Никольский был казнен без гласного суда и процесса. В своей ‘Черной книжке’ З. Гиппиус привела такой, вероятно, все же легендарный, но показательный для ‘духа эпохи’ эпизод: ‘На днях сына [Б. В. Никольского] потребовали во ‘Всевобуч’ (всеобщее военное обучение). Он явился. Там ему сразу комиссар с хохотком объявил (шутники эти комиссары!): ‘А вы знаете, где тело вашего папашки? Мы его зверькам скормили’.
Зверей Зоологического Сада, еще не подохших, кормят свежими трупами расстрелянных, благо Петропавловская крепость близко, — это всем известно. Но родственникам, кажется, не объявляли раньше. Объявление так подействовало на мальчика, что он четвертый день лежит в бреду. (Имя комиссара я знаю)’ {Гиппиус З.Н. Петербургские дневники 1914-19. Нью-Йорк, 1982. С. 37.}.

● Описание задания:
Пожалуйста, продолжите приведенный выше отрывок о казни Никольского, начав сразу после его последнего предложения.

● Фрагменты набора данных:
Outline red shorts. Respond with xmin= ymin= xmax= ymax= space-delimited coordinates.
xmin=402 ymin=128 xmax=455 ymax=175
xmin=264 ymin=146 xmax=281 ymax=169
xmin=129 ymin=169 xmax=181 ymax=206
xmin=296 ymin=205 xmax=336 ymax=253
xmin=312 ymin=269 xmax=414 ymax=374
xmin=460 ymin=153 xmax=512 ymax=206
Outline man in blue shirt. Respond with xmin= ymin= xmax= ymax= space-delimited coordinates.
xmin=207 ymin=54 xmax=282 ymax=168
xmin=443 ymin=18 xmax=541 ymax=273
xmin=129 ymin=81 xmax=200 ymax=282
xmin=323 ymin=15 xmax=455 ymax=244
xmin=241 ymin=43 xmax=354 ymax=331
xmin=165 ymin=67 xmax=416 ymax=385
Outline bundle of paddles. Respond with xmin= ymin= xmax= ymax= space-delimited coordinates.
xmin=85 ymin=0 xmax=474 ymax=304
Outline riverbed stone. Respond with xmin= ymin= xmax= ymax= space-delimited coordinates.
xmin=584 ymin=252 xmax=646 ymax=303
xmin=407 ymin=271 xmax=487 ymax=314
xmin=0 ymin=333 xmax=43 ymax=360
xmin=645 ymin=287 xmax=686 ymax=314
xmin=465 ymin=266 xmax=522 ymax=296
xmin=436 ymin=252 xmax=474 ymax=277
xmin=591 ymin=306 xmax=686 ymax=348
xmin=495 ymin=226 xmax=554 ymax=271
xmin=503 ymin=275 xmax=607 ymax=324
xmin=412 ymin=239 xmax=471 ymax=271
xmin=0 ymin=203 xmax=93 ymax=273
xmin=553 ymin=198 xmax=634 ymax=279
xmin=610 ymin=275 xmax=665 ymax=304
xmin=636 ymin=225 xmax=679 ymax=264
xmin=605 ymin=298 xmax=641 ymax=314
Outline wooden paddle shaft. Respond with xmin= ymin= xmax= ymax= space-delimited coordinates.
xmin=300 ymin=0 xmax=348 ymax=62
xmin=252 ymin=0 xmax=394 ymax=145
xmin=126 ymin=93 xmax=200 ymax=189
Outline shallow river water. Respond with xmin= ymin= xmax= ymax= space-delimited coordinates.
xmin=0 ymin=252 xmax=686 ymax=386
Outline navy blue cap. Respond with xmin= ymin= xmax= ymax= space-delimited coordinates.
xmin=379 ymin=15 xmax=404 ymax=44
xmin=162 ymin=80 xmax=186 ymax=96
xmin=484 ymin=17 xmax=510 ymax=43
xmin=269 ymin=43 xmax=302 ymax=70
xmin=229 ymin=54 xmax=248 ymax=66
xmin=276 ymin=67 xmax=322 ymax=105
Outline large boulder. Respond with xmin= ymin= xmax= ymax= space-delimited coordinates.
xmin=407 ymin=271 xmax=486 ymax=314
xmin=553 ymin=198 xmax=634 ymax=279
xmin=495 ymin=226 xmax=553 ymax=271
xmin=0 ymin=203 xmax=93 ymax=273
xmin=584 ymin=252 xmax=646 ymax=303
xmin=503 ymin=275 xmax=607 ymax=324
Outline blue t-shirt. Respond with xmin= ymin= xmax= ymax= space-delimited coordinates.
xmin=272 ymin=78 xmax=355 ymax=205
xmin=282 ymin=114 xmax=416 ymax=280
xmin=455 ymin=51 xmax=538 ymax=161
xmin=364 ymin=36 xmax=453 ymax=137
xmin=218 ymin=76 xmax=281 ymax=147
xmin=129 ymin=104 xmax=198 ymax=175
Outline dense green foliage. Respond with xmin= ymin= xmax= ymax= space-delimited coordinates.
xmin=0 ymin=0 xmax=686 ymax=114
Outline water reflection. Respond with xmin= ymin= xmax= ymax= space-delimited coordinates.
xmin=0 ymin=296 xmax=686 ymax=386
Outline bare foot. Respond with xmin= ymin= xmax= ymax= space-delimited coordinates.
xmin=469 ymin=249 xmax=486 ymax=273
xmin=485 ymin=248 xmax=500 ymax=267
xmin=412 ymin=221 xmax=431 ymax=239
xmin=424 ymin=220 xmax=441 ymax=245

● Результат:
Так, или почти так закончился жизненный путь Бориса Никольского. Осмысление событий привело его к позиции сочувственного нейтралитета по отношению к советской власти. Быть может, в его сознании вырисовывались контуры возможного ‘черносотенно-большевистского’ симбиоза. Однако этим чаяниям не суждено было осуществиться.
Письма Б.В. Никольского к Б.А. Садовскому публикуются в современной орфографии, с сохранением некоторых особенностей правописания и синтаксиса оригинала. На ряде писем оттиснут прямоугольный штамп с адресом и телефоном Никольского, а также датой, исполненной нумератором.

1

26 сентября 1913
Многоуважаемый Борис Александрович,
прилагаю статью Тинякова, смелую и симптоматичную, с двумя моими замечаниями карандашом. Оба места легко переделать. Во всем остальном заявить ничего не имею.
Очень буду рад видеть у себя Тинякова. Захватите его как-нибудь с собою1. Может быть, вместе с ним подумаете о нашем разговоре касательно единения правых.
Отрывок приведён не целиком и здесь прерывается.